[Entries taken from a collection]
- Opening Delimiter -

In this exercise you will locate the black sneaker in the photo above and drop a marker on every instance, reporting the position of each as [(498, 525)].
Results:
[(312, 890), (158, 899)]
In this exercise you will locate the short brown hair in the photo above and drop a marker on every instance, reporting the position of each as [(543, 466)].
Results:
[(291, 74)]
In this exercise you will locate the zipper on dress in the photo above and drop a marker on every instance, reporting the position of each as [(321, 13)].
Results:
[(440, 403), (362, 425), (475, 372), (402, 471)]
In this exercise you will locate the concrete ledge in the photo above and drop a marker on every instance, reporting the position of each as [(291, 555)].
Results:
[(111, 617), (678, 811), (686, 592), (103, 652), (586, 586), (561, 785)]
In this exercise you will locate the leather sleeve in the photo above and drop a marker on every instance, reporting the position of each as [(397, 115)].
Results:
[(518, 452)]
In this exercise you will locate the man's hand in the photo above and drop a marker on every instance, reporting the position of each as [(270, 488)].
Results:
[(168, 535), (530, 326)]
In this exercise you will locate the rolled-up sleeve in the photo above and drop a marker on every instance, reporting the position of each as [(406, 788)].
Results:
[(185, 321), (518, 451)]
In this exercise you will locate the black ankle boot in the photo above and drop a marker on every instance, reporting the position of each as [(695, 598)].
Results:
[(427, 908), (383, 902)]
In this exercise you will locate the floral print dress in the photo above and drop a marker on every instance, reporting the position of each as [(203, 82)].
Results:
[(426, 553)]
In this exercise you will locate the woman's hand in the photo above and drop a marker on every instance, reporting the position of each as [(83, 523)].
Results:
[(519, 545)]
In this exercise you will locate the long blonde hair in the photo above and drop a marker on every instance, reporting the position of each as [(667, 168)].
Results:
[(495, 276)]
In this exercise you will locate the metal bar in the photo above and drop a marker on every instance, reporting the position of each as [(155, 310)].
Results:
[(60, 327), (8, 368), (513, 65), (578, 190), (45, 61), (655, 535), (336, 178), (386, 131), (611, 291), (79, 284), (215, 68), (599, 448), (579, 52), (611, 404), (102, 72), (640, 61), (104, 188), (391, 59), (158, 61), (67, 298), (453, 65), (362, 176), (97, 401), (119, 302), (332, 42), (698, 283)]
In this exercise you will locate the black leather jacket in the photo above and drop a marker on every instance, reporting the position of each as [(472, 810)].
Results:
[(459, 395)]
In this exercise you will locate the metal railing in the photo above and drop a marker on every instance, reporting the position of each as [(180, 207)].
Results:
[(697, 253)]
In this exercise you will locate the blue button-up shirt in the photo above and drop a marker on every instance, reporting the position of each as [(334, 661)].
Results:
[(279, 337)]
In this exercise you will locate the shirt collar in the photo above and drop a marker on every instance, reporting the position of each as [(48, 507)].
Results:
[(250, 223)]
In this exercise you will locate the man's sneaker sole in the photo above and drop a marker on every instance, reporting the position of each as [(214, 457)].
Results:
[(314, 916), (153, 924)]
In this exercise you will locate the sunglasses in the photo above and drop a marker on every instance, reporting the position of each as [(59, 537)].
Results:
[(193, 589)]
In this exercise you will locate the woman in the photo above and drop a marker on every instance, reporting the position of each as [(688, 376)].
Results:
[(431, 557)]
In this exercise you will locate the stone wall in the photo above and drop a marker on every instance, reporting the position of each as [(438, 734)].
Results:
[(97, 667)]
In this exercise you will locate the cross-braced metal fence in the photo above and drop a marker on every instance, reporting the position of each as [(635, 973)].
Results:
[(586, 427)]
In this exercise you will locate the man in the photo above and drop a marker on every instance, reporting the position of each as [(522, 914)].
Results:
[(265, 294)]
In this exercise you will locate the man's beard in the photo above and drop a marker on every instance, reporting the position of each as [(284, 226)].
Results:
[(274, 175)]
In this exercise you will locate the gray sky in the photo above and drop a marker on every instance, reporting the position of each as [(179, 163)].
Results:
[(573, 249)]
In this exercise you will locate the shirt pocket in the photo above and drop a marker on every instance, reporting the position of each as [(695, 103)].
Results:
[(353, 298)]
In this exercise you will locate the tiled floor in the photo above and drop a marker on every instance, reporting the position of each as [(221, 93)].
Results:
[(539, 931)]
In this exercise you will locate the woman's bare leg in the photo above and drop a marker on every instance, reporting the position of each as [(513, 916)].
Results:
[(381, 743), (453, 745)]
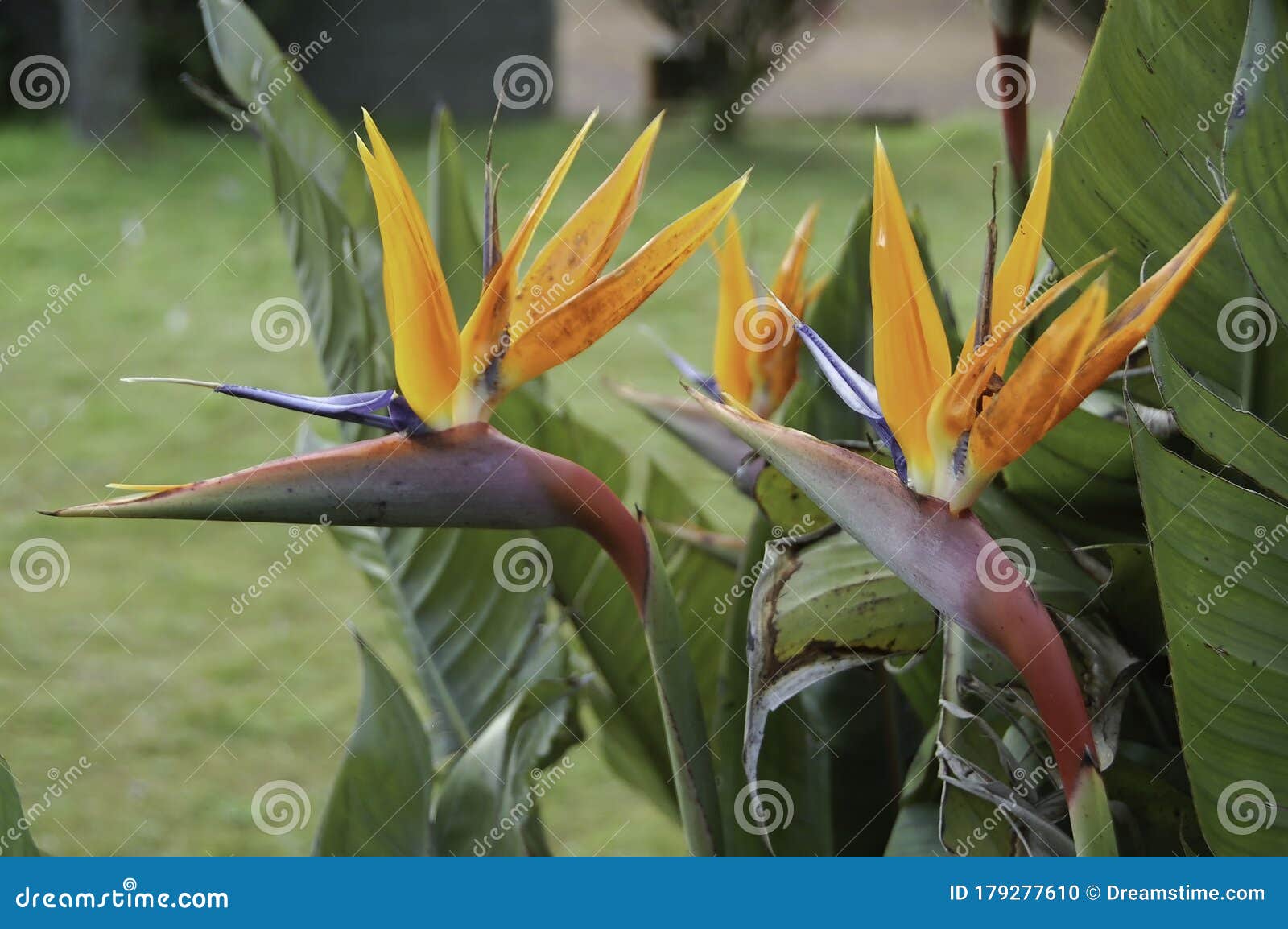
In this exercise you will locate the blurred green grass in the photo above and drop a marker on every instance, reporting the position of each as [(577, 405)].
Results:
[(137, 661)]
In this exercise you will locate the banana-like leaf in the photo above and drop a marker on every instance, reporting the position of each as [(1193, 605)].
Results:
[(626, 697), (1223, 575), (14, 826), (1152, 803), (380, 800), (955, 564), (1256, 137), (1245, 444), (489, 799), (682, 712), (1081, 477), (970, 824), (1130, 171), (689, 423), (1140, 164), (818, 611), (452, 218)]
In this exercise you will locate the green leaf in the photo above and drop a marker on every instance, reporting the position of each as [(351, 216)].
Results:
[(1153, 803), (1223, 576), (451, 218), (602, 609), (682, 712), (1236, 438), (489, 800), (1130, 169), (1081, 477), (14, 828), (255, 70), (819, 611), (472, 609), (1256, 137), (970, 824), (380, 800)]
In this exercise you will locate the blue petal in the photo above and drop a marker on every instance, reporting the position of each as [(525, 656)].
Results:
[(704, 382), (856, 390), (339, 405), (348, 407)]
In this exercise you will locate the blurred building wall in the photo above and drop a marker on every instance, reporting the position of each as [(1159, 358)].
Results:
[(875, 60), (401, 57)]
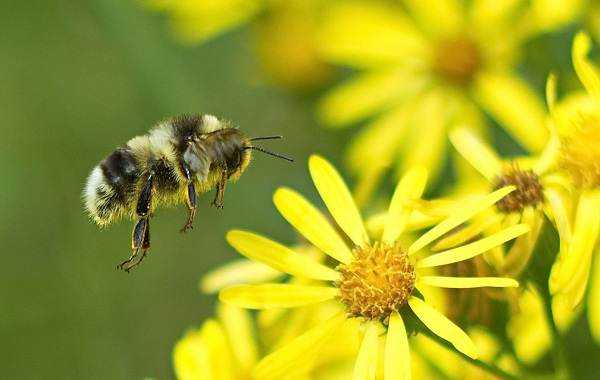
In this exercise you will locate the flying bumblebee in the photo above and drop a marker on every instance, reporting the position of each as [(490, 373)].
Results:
[(177, 160)]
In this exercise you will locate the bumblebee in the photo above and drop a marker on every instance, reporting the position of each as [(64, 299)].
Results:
[(177, 160)]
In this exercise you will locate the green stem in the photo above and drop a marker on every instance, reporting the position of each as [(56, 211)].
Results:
[(559, 357), (488, 367)]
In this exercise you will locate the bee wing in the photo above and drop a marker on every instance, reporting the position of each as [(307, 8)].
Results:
[(197, 160)]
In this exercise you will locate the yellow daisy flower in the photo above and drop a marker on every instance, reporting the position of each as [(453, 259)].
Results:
[(374, 281), (223, 348), (538, 190), (577, 126), (427, 65)]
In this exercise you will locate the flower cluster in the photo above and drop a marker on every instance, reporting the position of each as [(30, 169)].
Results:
[(479, 261)]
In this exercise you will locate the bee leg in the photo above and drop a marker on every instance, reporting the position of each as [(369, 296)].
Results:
[(191, 199), (141, 232), (145, 246), (219, 200)]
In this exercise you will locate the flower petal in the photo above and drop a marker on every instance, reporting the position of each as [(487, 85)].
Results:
[(594, 299), (242, 271), (443, 327), (278, 256), (585, 233), (427, 146), (479, 155), (367, 95), (468, 282), (277, 364), (478, 247), (238, 326), (410, 187), (365, 367), (337, 198), (215, 340), (369, 34), (586, 71), (516, 107), (397, 356), (459, 217), (311, 223), (269, 296), (437, 17)]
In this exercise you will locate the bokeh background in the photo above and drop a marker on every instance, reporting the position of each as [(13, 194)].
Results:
[(77, 79)]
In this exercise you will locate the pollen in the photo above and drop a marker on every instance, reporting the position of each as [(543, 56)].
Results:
[(529, 191), (378, 281), (457, 60), (580, 152)]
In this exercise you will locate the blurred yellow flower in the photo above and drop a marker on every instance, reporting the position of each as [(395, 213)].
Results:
[(284, 33), (538, 190), (373, 281), (427, 65), (577, 125)]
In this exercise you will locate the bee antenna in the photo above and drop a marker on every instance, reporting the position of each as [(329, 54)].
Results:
[(269, 153), (277, 137)]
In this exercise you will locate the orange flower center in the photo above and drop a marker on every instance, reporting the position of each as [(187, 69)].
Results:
[(457, 60), (528, 192), (377, 282)]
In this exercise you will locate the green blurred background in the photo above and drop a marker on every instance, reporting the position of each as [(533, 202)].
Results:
[(77, 79)]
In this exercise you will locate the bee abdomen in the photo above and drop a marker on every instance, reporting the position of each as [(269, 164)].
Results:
[(110, 186)]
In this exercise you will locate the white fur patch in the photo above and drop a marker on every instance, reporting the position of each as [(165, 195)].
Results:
[(210, 124), (94, 181)]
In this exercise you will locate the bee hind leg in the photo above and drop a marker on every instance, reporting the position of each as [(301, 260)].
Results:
[(140, 237), (219, 200), (140, 240)]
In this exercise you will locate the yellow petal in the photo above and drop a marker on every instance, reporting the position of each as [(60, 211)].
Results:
[(365, 367), (240, 271), (443, 327), (191, 359), (278, 256), (437, 17), (459, 217), (369, 34), (516, 107), (238, 326), (377, 144), (479, 155), (397, 354), (594, 300), (337, 198), (218, 348), (311, 223), (468, 233), (269, 296), (587, 72), (468, 282), (473, 249), (277, 364), (585, 233), (427, 146), (410, 187), (367, 95)]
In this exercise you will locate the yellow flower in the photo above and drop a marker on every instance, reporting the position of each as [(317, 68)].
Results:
[(538, 190), (374, 281), (223, 348), (577, 126), (283, 33), (426, 66)]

- Closing Delimiter -

In the entries above, find each line containing the string "bumblebee" and copy it.

In this exercise you will locate the flying bumblebee in the photo above and drop a marker on every instance, reporting the position of each as [(490, 373)].
In this exercise you will locate the bumblebee in the photo above and drop a marker on every instance, reporting the position of each as [(64, 299)].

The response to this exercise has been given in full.